INSTRUCTION | Print out each entry below exactly, please.

DATA FOR THIS EXERCISE |
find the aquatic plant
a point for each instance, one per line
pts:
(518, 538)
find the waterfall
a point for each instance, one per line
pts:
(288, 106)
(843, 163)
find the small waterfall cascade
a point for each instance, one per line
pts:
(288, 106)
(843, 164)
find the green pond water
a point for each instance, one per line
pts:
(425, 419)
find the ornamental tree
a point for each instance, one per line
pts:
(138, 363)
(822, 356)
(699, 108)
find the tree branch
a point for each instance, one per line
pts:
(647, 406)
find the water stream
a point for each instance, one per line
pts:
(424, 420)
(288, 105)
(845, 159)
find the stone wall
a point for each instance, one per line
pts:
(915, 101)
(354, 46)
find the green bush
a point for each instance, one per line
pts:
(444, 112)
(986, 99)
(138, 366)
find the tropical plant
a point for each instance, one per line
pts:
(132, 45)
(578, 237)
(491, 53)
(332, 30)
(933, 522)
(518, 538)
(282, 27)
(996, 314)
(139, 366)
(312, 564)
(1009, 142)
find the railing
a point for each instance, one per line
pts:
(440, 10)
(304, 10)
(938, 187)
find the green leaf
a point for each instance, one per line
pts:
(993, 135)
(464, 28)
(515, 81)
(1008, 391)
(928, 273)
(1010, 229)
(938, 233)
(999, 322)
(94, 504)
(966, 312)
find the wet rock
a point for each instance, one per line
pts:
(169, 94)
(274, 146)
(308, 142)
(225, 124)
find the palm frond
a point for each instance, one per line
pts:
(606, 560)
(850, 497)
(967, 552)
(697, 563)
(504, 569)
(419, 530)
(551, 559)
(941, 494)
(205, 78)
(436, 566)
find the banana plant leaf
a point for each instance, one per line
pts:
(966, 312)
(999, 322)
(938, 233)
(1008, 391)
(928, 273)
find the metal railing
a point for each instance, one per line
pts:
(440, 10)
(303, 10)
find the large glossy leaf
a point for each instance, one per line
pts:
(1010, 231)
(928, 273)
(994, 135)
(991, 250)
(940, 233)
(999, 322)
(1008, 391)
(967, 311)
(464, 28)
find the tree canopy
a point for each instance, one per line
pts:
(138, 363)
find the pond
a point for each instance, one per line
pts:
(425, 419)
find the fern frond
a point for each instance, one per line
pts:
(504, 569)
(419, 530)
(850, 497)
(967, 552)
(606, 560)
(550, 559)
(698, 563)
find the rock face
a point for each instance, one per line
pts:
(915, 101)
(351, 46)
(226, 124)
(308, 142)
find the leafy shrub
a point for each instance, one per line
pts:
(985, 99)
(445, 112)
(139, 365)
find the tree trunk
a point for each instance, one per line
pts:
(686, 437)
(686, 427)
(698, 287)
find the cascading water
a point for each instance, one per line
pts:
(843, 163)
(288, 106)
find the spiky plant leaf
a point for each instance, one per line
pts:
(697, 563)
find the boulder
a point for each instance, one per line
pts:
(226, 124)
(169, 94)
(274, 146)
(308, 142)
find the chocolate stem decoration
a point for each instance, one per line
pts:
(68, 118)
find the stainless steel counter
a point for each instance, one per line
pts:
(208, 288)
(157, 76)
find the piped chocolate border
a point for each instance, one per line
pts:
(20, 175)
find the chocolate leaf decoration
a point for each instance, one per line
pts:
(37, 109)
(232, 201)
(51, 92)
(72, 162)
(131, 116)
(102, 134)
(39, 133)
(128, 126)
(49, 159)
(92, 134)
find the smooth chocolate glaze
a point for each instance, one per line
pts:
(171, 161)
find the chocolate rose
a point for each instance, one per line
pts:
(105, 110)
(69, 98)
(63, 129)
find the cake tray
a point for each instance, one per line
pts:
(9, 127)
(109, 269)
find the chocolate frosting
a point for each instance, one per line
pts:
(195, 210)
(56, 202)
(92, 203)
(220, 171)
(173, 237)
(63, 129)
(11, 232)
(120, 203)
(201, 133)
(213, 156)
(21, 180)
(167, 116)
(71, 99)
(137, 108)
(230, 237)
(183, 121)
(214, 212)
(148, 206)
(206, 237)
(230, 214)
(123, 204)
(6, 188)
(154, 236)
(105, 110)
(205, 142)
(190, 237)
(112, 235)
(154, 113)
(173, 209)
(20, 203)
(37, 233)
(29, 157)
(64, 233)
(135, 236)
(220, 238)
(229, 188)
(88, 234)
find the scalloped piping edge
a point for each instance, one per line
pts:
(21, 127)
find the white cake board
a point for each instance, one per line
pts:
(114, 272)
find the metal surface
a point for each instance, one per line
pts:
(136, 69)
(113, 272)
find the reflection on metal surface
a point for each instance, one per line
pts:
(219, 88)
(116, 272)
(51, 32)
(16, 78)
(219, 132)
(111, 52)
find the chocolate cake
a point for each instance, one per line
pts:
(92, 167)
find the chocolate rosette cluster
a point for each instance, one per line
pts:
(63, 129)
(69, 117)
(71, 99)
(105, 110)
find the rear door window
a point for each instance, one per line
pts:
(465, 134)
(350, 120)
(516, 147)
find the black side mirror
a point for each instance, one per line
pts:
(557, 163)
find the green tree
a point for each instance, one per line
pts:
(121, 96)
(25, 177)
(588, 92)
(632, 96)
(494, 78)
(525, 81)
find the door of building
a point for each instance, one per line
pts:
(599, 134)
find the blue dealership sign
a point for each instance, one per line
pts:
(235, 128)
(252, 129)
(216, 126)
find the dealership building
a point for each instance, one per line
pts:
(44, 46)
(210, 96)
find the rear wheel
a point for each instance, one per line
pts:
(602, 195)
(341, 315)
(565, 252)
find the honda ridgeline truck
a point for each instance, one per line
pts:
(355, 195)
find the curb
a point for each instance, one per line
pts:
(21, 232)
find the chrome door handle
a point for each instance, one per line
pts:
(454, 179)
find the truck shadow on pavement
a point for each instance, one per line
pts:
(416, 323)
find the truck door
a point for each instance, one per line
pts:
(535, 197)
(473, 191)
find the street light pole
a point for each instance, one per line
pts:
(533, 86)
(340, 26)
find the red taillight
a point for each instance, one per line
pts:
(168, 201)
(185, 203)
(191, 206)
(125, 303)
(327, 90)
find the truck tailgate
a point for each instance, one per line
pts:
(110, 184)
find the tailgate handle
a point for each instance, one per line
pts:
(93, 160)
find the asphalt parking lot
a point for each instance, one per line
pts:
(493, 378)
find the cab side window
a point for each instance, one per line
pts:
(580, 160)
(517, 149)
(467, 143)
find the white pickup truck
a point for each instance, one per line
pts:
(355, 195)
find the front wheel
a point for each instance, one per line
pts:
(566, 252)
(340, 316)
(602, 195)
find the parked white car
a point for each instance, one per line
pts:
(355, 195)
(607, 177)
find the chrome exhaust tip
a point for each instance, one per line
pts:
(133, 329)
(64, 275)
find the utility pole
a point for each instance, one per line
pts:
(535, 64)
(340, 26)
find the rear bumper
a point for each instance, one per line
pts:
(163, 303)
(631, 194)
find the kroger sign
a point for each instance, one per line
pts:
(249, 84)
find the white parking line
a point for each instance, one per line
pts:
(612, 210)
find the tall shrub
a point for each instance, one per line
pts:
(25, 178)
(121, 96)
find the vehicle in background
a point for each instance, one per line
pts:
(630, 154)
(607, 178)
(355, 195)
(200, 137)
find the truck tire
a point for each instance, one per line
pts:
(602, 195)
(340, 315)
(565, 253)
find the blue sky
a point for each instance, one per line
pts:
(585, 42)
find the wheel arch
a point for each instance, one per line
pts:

RESULT FOR THIS TASK |
find the aquatic plant
a point for each instance, one per line
pts:
(518, 538)
find the waterfall
a point for each instance, one per line
pts:
(288, 106)
(843, 163)
find the small waterfall cascade
a point for each instance, one per line
pts:
(288, 106)
(843, 164)
find the green pond water
a point for each instance, one per line
pts:
(425, 419)
find the ornamental tree
a point for each instance, one per line
pts:
(138, 363)
(822, 356)
(699, 108)
find the tree branch
a point for each instance, one per line
pts:
(647, 406)
find the water stream
a point for each instance, one per line
pts:
(424, 420)
(288, 105)
(845, 159)
find the stone wall
a point for each instance, one per line
pts:
(915, 101)
(354, 46)
find the green bush
a point for each instance, one per line
pts:
(444, 112)
(986, 99)
(138, 366)
find the tropical plant
a point for each instance, one per line
pts:
(132, 45)
(578, 237)
(491, 53)
(332, 30)
(933, 522)
(518, 538)
(282, 27)
(996, 314)
(139, 366)
(312, 564)
(1009, 142)
find the railing
a point for each instance, one per line
pts:
(440, 10)
(304, 10)
(938, 187)
find the green leaf
a point for each instance, one per line
pts:
(993, 135)
(464, 28)
(515, 81)
(1008, 391)
(928, 273)
(1010, 229)
(938, 233)
(999, 322)
(94, 504)
(966, 312)
find the wet rock
a point for each instance, one per line
pts:
(169, 94)
(274, 146)
(308, 142)
(225, 124)
find the palm frond
a point for each instance, one per line
pts:
(606, 560)
(850, 497)
(967, 552)
(697, 563)
(504, 569)
(419, 530)
(551, 559)
(941, 494)
(205, 78)
(436, 566)
find the banana plant leaf
a point for each instance, one per line
pts:
(966, 312)
(999, 322)
(938, 233)
(1008, 391)
(928, 273)
find the metal railing
a point for each instance, one per line
pts:
(440, 10)
(303, 10)
find the large glossy leaf
a point for each instance, one per line
pts:
(1010, 231)
(928, 273)
(994, 135)
(991, 250)
(940, 233)
(999, 322)
(1008, 391)
(967, 311)
(464, 28)
find the tree canopy
a point for each instance, one per line
pts:
(138, 363)
find the pond
a point for each instance, one per line
pts:
(425, 419)
find the fern frond
a point for each instance, one per line
pts:
(504, 569)
(419, 530)
(850, 497)
(967, 552)
(606, 560)
(550, 559)
(698, 563)
find the rock face
a point for each instance, one per line
pts:
(915, 101)
(351, 46)
(226, 124)
(308, 142)
find the leafy shrub
a point for each instance, one per line
pts:
(985, 99)
(445, 112)
(139, 365)
find the tree trunk
a point for each instance, one per line
pts:
(686, 437)
(686, 427)
(698, 287)
find the cascading water
a point for each instance, one per line
pts:
(843, 163)
(288, 106)
find the spiky plant leaf
a point for each instance, one per line
pts:
(697, 563)
find the boulder
a point for each instance, one per line
pts:
(226, 124)
(169, 94)
(274, 146)
(308, 142)
find the chocolate stem decoration
a point for each instance, one per line
pts:
(68, 118)
find the stainless steel counter
a point for each instance, one per line
pts:
(208, 288)
(157, 76)
find the piped chocolate border
a point for each instance, one per line
pts:
(20, 175)
find the chocolate leaf decoration
a point for each instance, one per line
pts:
(37, 109)
(232, 201)
(51, 92)
(72, 162)
(131, 116)
(102, 134)
(39, 133)
(128, 126)
(49, 159)
(92, 134)
find the smooth chocolate glaze
a point for each instance, one per line
pts:
(171, 161)
find the chocolate rose
a point for each instance, one per line
pts:
(105, 110)
(69, 98)
(63, 129)
find the cake tray
a point for each instance, one per line
pts:
(9, 127)
(109, 269)
find the chocolate frosting
a point for each instance, one per line
pts:
(195, 210)
(56, 202)
(92, 203)
(220, 171)
(173, 237)
(63, 129)
(11, 232)
(120, 203)
(201, 133)
(213, 156)
(21, 180)
(167, 116)
(71, 99)
(137, 108)
(230, 237)
(183, 121)
(214, 212)
(148, 206)
(206, 237)
(230, 214)
(123, 204)
(6, 188)
(154, 236)
(105, 110)
(205, 142)
(190, 237)
(112, 235)
(154, 113)
(173, 209)
(20, 203)
(37, 233)
(29, 157)
(64, 233)
(135, 236)
(220, 238)
(229, 188)
(88, 234)
find the scalloped piping edge
a point for each instance, one per line
pts:
(21, 127)
find the white cake board
a point for each instance, one per line
pts:
(114, 272)
find the metal surface
a point for each instance, one per line
pts:
(136, 69)
(113, 272)
find the reflection on metal surface
a point for each instance, one per line
pts:
(219, 88)
(116, 272)
(51, 32)
(16, 78)
(219, 132)
(111, 52)
find the chocolate cake
a point for each instance, one per line
pts:
(92, 167)
find the chocolate rosette cluster
a point for each instance, one per line
pts:
(63, 129)
(69, 117)
(71, 99)
(105, 110)
find the rear door window
a point for each instance, one per line
pts:
(465, 134)
(350, 120)
(516, 147)
find the black side mirror
a point for each instance, one per line
pts:
(557, 163)
find the green tree
a point for each instance, one per line
pts:
(121, 96)
(25, 177)
(588, 92)
(632, 96)
(494, 78)
(525, 81)
find the door of building
a point for each instance, one per line
pts:
(599, 134)
find the blue dealership sign
a point for each instance, one per line
pts:
(235, 128)
(252, 129)
(216, 126)
find the dealership building
a point for each instance, one per line
pts:
(44, 46)
(210, 96)
find the rear wheel
a point for each instance, one per line
pts:
(602, 195)
(341, 315)
(565, 252)
find the honda ridgeline truck
a point for each instance, one per line
pts:
(355, 195)
find the curb
a point for each instance, one per line
pts:
(21, 232)
find the chrome door handle
a point for each instance, one per line
pts:
(454, 179)
find the truck shadow on pavement
a point for each instance, one per line
pts:
(416, 323)
find the truck door
a point for each instance, one per line
pts:
(535, 197)
(473, 191)
find the street light pole
a point for each instance, one per line
pts:
(533, 86)
(340, 26)
find the red taillight
a point for each instance, one per line
pts:
(168, 201)
(185, 203)
(191, 206)
(125, 303)
(327, 90)
find the truck tailgate
a point for each instance, one per line
pts:
(110, 184)
find the tailgate handle
a point for each instance, one per line
pts:
(93, 160)
find the asphalt parking lot
a point for each instance, one per line
pts:
(493, 378)
find the cab side window
a point for each instance, one per line
pts:
(580, 160)
(517, 149)
(467, 143)
find the white pickup truck
a point for each instance, one per line
pts:
(355, 195)
find the front wheel
a point for each instance, one per line
pts:
(566, 252)
(340, 316)
(602, 195)
find the parked white car
a point for each instance, one per line
pts:
(355, 195)
(607, 177)
find the chrome exhaust tip
a point for each instance, one per line
pts:
(133, 329)
(64, 275)
find the utility pole
a point for each instance, one per line
pts:
(535, 64)
(340, 26)
find the rear bumper
a point for each instance, one per line
pts:
(163, 303)
(631, 194)
find the kroger sign
a point for each instance, one per line
pts:
(249, 84)
find the white parking line
a point for each instance, one per line
pts:
(612, 210)
find the tall shrub
a point for each instance, one per line
pts:
(25, 178)
(121, 96)
find the vehicle in background
a point for each instance, one per line
pts:
(630, 154)
(607, 178)
(355, 195)
(200, 137)
find the truck tire
a point for each instance, one per line
pts:
(602, 195)
(340, 315)
(565, 253)
find the blue sky
a point for each instance, one per line
pts:
(585, 42)
find the wheel arch
a point for each instance, one per line
pts:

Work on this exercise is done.